One solution is to separate additional targets by the use of fluorescence lifetime rather than spectra [150]. There are several fluorophores which have a similar excitation and emission spectra but different lifetimes, making it possible to use the same excitation, STED and emission wavelengths for multiple dyes. Also the same detector can be used with the added requirement of high time resolution. However, separation of different dyes by the use of their fluorescent lifetime generally requires a high number of photons in order to reduce crosstalk between the dyes. This can be challenging in STED microscopy since the emission intensity, as stated above, is generally low. Nonetheless, successful three color STED images have been acquired where two of the dyes where separated by their lifetime with <10 % crosstalk [151].

6.2: A possible solution

In paper VIII we propose a new method to separate fluorescent dyes by exploiting their difference in photostability and excitation spectra. The procedure regarding image acquisition and crosstalk is explained in detail in paper VIII.

**DATA:**

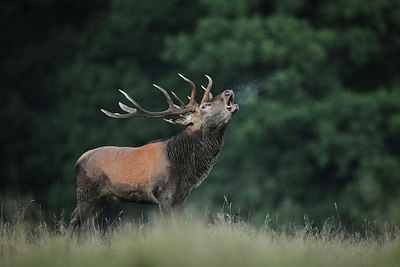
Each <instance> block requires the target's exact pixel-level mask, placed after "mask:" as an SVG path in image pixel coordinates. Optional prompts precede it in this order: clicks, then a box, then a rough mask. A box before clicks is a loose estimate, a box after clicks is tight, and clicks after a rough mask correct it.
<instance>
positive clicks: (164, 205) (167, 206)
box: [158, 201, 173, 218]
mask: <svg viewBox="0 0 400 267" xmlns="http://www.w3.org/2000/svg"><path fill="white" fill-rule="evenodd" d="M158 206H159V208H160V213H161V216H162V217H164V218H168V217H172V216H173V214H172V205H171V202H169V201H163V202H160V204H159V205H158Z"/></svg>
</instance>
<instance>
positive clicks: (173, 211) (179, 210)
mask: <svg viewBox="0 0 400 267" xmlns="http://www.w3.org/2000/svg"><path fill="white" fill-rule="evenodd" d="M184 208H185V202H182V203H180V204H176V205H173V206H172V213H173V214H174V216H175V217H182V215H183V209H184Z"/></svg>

* * *

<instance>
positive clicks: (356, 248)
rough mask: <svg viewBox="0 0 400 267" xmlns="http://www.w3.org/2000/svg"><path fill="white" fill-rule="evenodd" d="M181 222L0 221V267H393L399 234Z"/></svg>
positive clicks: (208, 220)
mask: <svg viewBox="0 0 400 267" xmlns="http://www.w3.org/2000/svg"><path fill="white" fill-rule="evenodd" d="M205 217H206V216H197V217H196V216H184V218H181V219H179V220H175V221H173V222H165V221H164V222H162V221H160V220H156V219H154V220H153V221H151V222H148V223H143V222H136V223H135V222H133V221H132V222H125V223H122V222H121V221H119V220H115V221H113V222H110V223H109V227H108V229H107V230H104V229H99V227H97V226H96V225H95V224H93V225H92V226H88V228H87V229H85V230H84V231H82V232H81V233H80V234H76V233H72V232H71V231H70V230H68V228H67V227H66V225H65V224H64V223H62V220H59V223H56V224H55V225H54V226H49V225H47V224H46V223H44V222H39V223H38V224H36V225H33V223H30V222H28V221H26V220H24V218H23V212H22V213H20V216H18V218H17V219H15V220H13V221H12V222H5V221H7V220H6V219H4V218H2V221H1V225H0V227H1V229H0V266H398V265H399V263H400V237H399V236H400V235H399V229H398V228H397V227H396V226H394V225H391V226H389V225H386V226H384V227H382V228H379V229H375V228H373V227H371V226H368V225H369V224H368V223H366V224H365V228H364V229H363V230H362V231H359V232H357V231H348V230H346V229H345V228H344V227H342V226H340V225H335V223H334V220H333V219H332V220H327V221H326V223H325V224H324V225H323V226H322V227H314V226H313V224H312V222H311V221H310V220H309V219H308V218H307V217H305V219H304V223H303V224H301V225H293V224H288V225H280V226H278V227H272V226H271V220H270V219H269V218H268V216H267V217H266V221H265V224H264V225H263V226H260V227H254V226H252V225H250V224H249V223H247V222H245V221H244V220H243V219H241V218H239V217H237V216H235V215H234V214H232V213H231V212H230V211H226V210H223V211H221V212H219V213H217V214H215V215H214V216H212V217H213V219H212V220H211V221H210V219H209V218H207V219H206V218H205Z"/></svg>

**YOUR TASK:** Please carry on the passage about separating fluorescent dyes in STED microscopy, starting right after its last sentence.

**YOUR RESPONSE:**
Briefly, two dyes (A and B) having similar excitation and emission spectra are used to label separate targets in the sample. A high resolution image is acquired using a single excitation, emission and STED beam resulting in a combined image of the two targets (A + B). Thereafter the difference in photostability and excitation spectra is exploited where a tuned laser is used to excite and photobleach one dye (A) while the other dye (B) remains largely unaffected. A new image is acquired where only the unaffected dye (B) remains. The image of the bleached dye (A) can now be reconstructed by subtracting the image of the unaffected dye (B) to that of the combined image (A+B) as A = (A+B) – B, as shown in figure 6.1.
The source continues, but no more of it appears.